> [Written task]: Locate each line in the records below that contains the word "cladding", and copy every such line in full.

> [Provided material]:
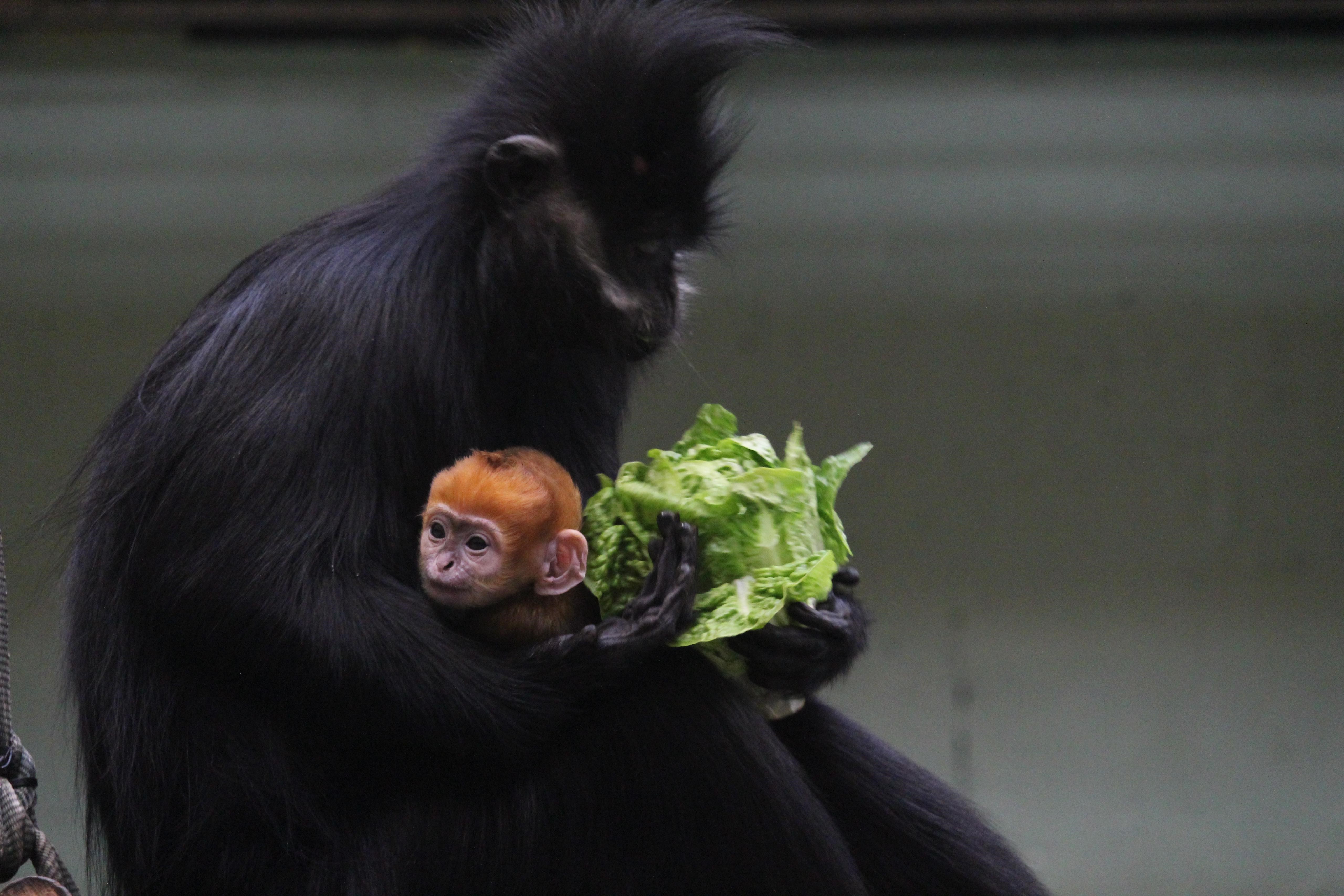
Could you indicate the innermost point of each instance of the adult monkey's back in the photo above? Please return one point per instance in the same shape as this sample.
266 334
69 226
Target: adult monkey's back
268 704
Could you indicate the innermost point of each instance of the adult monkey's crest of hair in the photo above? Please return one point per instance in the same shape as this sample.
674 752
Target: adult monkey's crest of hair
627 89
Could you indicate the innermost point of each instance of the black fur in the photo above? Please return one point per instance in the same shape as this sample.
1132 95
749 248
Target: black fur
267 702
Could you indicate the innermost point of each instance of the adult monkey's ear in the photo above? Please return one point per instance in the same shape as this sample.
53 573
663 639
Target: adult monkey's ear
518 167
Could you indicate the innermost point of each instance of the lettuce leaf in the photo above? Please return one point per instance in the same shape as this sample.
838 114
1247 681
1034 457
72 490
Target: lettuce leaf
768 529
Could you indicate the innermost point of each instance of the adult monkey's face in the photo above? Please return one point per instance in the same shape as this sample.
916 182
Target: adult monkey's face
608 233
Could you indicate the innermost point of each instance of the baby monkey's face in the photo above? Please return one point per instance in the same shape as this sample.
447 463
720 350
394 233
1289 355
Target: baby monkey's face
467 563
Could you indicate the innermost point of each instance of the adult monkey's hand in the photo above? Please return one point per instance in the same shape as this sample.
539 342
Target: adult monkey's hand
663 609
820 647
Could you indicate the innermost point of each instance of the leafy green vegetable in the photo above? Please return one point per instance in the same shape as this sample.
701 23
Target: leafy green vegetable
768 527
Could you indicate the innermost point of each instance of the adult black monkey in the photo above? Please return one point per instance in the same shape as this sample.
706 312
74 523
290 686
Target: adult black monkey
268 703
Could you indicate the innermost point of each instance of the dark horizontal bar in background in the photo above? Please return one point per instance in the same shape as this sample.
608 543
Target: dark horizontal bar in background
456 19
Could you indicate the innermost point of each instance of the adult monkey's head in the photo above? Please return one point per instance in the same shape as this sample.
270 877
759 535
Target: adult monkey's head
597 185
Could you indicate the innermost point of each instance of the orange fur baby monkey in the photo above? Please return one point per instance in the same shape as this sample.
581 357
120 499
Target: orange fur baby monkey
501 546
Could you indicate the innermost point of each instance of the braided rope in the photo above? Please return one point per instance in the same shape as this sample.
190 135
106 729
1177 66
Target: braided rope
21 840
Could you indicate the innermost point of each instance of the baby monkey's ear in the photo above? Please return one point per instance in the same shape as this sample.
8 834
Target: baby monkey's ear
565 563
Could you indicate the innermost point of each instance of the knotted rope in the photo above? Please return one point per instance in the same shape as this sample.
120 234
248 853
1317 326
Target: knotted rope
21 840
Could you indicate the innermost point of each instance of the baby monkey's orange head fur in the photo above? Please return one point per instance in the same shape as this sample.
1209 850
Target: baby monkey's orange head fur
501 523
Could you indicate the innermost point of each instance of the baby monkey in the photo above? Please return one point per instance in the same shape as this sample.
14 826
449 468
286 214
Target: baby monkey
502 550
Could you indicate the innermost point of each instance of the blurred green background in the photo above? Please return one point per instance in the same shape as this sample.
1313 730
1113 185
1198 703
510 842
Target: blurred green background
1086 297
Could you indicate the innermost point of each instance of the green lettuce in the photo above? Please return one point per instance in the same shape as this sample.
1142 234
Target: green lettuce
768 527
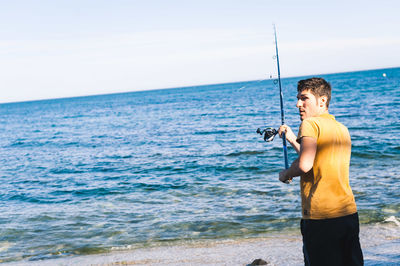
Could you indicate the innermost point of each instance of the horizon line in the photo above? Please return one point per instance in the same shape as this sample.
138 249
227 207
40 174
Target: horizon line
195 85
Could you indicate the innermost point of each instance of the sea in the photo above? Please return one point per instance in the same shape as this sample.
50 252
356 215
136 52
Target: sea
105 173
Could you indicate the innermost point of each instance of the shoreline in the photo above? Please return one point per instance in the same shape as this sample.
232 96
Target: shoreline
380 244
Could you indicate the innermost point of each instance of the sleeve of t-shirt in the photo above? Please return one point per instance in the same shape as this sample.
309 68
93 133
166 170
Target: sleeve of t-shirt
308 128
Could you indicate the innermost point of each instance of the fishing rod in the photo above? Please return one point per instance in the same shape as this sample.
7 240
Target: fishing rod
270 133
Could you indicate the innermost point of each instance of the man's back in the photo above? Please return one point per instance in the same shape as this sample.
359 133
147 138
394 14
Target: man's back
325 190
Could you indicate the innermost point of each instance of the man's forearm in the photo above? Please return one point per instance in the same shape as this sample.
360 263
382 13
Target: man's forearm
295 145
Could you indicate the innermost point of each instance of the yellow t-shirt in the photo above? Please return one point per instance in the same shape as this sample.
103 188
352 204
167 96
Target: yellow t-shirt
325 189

* * *

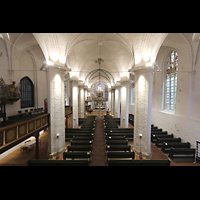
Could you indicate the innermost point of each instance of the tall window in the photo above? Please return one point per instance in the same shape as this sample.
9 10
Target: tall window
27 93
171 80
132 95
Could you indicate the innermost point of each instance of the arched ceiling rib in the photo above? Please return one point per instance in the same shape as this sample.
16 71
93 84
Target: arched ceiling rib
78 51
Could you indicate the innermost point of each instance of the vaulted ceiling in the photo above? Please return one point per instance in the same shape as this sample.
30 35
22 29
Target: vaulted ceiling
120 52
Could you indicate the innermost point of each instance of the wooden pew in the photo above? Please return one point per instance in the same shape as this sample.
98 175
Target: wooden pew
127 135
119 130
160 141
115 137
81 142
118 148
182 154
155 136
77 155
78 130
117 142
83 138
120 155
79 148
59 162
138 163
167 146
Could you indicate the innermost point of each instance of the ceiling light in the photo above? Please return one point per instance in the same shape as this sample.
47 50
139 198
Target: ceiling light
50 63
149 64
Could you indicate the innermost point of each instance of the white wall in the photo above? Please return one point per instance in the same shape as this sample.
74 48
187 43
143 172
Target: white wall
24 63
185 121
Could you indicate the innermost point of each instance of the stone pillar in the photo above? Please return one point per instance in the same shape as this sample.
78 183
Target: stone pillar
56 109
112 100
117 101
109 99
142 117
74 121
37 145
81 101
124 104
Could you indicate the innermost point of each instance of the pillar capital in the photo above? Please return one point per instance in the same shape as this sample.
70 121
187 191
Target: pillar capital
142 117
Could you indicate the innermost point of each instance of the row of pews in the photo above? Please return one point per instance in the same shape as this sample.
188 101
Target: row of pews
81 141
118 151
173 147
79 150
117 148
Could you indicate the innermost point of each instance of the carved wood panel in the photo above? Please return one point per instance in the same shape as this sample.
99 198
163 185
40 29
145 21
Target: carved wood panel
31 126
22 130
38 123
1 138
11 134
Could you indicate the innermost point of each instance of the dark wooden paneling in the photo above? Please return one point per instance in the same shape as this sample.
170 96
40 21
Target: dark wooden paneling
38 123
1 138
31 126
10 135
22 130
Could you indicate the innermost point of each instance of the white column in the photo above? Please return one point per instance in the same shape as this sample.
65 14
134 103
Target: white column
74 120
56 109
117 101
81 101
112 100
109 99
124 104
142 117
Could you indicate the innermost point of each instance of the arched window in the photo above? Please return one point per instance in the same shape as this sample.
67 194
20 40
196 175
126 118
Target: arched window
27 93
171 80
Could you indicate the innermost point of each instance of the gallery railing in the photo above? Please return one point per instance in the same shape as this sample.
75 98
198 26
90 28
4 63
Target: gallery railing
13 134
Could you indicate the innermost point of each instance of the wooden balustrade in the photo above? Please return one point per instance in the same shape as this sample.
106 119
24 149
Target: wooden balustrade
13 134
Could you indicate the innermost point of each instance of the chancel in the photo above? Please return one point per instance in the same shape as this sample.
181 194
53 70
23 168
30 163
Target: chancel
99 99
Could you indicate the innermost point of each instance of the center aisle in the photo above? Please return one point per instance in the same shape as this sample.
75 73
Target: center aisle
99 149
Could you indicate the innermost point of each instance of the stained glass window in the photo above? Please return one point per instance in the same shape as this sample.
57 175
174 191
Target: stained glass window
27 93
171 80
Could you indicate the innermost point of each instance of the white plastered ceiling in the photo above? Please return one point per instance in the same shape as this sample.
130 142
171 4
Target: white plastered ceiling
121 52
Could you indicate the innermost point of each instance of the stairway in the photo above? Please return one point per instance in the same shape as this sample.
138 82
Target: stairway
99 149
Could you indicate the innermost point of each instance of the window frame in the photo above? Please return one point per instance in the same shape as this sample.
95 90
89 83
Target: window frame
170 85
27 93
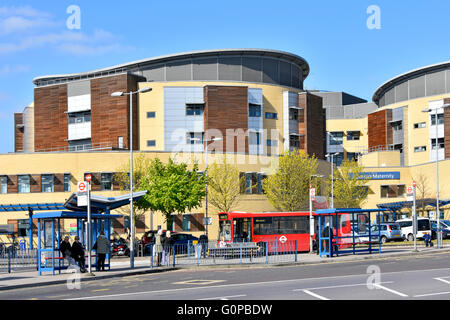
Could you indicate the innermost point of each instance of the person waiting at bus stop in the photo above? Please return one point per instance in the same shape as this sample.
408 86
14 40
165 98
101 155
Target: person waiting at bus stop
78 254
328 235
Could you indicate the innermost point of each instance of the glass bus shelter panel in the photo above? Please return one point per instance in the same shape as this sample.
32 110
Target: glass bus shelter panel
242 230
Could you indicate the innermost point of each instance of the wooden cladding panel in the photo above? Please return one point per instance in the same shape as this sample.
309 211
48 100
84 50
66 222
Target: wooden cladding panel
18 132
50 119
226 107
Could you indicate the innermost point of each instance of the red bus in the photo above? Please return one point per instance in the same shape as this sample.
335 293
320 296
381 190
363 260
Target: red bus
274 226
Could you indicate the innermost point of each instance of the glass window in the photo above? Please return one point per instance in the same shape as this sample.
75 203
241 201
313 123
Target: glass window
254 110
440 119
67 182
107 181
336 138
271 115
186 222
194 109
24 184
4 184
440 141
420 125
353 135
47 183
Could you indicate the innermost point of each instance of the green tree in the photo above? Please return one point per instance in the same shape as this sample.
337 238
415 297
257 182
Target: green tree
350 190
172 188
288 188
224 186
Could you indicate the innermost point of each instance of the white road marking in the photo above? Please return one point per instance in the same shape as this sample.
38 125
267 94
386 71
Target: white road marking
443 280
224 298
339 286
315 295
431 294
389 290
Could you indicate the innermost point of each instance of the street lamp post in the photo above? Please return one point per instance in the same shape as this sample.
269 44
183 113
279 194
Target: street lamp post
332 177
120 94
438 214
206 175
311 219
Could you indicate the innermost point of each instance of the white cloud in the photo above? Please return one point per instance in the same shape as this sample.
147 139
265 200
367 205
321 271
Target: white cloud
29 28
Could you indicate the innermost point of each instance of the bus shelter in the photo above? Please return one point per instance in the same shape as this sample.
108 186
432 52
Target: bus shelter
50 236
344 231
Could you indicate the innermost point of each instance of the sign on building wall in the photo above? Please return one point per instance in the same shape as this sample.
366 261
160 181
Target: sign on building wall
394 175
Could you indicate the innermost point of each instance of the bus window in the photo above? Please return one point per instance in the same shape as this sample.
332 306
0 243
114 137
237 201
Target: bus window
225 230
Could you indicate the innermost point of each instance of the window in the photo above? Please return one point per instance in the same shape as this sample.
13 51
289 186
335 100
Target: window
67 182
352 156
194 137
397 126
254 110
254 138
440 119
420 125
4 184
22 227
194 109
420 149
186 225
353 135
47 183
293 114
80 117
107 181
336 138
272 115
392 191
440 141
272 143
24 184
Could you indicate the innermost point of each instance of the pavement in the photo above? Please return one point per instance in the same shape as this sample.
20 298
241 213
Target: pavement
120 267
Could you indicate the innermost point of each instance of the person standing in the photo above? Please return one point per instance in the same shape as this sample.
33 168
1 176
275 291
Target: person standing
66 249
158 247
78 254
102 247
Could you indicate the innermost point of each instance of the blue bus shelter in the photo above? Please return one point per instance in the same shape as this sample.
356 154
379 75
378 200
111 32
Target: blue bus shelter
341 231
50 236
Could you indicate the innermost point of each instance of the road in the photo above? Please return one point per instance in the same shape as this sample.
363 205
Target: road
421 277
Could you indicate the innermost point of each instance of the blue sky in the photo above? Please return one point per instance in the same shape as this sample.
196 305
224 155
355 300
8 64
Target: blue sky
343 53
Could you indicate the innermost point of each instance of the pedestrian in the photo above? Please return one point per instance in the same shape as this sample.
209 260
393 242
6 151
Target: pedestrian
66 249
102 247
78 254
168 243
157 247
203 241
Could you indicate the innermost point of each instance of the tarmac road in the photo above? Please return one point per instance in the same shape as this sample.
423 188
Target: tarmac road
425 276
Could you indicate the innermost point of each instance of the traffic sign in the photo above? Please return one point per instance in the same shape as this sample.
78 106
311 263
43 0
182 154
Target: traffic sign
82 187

* * *

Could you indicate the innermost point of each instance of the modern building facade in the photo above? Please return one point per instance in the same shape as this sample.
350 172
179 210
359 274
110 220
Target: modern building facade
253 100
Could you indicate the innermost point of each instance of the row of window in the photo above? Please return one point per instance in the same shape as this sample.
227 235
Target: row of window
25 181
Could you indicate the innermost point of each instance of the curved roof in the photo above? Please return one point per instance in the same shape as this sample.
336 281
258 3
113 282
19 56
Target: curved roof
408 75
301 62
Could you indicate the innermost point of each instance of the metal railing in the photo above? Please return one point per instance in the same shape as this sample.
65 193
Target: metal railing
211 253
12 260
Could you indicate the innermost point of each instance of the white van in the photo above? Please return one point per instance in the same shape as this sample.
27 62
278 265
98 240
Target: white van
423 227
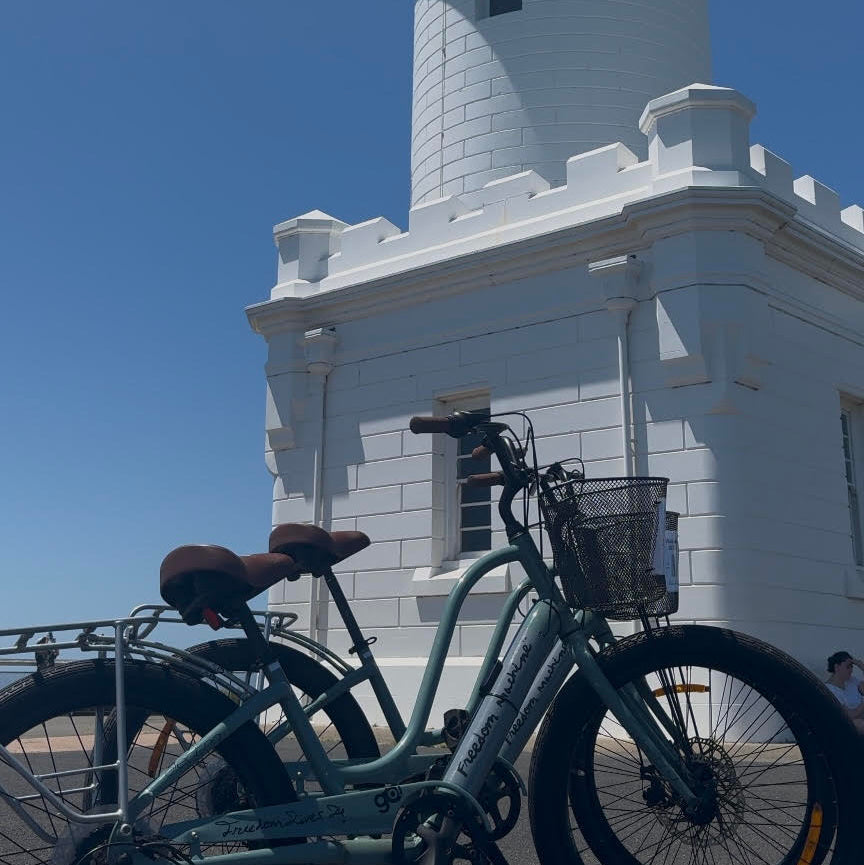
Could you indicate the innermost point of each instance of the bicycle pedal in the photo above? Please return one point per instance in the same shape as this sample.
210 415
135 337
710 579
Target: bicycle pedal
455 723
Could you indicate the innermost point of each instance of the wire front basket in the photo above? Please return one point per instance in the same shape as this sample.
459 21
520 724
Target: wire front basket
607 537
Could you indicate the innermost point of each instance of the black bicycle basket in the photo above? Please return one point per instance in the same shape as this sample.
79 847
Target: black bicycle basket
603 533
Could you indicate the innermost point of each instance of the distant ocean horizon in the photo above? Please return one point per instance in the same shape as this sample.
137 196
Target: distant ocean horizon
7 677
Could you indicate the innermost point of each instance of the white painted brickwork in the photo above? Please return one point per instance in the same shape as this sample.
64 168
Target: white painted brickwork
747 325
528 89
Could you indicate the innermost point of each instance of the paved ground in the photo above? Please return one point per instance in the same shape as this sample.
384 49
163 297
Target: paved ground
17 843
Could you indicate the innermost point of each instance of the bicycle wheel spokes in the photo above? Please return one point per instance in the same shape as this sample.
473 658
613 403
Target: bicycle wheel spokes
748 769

> [Response]:
Could you indicate the innermost point of each instance of the wooden cladding panel in the photo above? Please return one point per instance in the same shape as this sample.
Target: wooden cladding panel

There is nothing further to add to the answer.